* _Goal of the exercise_
Please restate word for word the line holding "Query: blue sky" and every following line through the end of the entries.

Point localization data:
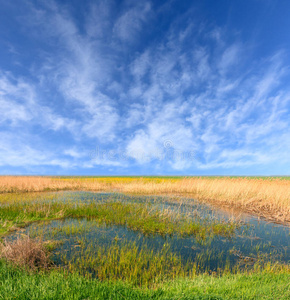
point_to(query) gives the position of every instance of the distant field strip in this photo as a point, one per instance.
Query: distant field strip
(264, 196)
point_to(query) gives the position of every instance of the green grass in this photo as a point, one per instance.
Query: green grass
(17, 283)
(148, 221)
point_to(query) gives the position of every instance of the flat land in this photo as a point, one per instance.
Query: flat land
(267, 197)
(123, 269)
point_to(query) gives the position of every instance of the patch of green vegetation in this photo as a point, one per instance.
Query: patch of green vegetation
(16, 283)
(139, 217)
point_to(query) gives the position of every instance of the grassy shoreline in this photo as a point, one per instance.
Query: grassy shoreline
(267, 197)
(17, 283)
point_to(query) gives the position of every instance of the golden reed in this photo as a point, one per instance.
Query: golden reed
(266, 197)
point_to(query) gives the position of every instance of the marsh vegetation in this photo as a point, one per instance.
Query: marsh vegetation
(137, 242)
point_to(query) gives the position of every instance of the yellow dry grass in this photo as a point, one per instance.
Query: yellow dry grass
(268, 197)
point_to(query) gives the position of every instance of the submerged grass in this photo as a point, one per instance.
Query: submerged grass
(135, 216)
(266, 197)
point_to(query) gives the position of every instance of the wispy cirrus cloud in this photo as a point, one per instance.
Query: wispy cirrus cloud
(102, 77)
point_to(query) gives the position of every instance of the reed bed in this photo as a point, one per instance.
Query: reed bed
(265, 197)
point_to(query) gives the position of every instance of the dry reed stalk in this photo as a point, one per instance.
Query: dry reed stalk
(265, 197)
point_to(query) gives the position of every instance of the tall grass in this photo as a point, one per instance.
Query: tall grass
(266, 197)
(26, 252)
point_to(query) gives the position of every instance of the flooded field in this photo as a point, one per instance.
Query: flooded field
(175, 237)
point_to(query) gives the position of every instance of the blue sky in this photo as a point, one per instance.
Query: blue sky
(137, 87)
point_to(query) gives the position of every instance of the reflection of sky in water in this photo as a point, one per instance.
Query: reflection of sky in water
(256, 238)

* _Task answer_
Query: blue sky
(137, 87)
point_to(query) gives the position of every instance of the reflection of sky in water in this photo as a point, one per instance.
Query: reflection of sky in water
(256, 238)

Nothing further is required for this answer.